A young girl asks her father for a new pair of soccer cleats ahead of the big game - today. How will she get the shoes in 30 minutes or less? Cue the drones. On Sunday, Amazon released a promotional video for Amazon Prime Air, the company's proposed drone delivery service.

The video shows the family ordering the shoes from Amazon on their tablet, and soon a drone is deployed. Rising up nearly 400 feet above the ground, the drone is shown assuming a horizontal orientation before streaking through the sky like a fast, miniature plane. Once the drone hovers over its destination, it uses its "sense-and-avoid" technology to pinpoint potential ground obstructions from the air. After scanning the landing area for possible hazards, the drone drops slowly to the ground and deposits its cargo.

These impressive views of the drone delivery system are not part of a computer simulation, but actual test flight footage. Amazon began conducting test flights in Australia last year.

"You watch it (the video) and think, 'Oh my gosh, this is so great,'" NewYorker.com Editor Nicholas Thompson told CBS News. "Whatever you want, you don't have to worry about the truck going down the road getting stuck in traffic. It will just be there. And then you think, 'Wait a second, that might be my neighbor ordering a set of shoes and my other neighbor ordering a burrito and, like, what's the world going to be like when there are drones flying everywhere?'"

Will the savings live up to all the hype? 03:42

A future of delivery drones crisscrossing the sky is still off in the future. In the U.S., the FAA is developing new regulations to govern drone flights, which are not currently allowed for commercial purposes. Amazon writes on its website that it will deploy the system "when we have the regulatory support needed to realize our vision."

"This is a super interesting moment we are coming into," Thompson added. "We will absolutely have drone delivery -- it's moving very quickly. We're going to be figuring out the regulations over the next bit of time."

-*-*-

=== REQUEST A ===
Print the passage of the Amazon drone delivery text from "These impressive views" up to and including "Australia last year.".

-*-*-

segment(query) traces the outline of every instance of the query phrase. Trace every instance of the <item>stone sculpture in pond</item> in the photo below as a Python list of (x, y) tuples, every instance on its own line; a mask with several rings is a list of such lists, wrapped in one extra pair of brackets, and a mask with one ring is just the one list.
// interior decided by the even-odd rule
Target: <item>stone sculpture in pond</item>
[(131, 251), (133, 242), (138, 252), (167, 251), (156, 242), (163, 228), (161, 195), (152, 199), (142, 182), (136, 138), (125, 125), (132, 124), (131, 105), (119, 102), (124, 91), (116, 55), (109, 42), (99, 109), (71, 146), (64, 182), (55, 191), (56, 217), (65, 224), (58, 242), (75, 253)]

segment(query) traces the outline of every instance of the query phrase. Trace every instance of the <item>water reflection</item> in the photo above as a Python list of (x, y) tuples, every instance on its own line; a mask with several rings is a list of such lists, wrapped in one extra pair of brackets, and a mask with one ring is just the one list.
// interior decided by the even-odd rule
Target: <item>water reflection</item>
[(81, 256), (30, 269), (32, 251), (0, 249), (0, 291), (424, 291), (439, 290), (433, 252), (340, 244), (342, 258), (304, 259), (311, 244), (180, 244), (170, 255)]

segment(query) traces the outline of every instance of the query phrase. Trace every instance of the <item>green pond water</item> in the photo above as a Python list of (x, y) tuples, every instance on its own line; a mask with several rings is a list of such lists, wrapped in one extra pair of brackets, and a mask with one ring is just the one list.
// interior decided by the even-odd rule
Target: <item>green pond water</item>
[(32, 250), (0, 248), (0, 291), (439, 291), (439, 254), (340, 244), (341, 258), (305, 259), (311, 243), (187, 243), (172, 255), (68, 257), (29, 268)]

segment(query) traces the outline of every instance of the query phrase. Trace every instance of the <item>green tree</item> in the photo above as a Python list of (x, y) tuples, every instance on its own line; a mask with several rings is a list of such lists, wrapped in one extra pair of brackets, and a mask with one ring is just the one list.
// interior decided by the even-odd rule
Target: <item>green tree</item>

-*-*-

=== REQUEST B ===
In the records, replace "tree" with "shrub" in the lines running from the line with "the <item>green pond" up to and including the last line of the records. Return only those lines, with nothing else altered.

=== RIGHT ANSWER A ===
These impressive views of the drone delivery system are not part of a computer simulation, but actual test flight footage. Amazon began conducting test flights in Australia last year.

=== RIGHT ANSWER B ===
segment(query) traces the outline of every instance of the query phrase. Trace every instance of the <item>green pond water</item> in the photo above as a Python list of (x, y) tuples, every instance on its own line; a mask with several rings is a list of such lists, wrapped in one extra pair of brackets, and a mask with one ring is just the one list.
// interior decided by the even-odd rule
Target: <item>green pond water</item>
[(32, 250), (0, 248), (0, 291), (439, 291), (439, 254), (340, 244), (341, 258), (305, 259), (311, 243), (187, 243), (172, 255), (68, 257), (29, 268)]

segment(query) traces the outline of every instance of the query phrase. Trace every instance of the <item>green shrub</item> in the photo above as a Python list of (x, y) tuples, every instance on its own line; a mask with several rings is a list of such lists, wrapped in one extra pair of brackets, and a mask with one ring is just the one list.
// interior decided by the even-odd rule
Target: <item>green shrub</item>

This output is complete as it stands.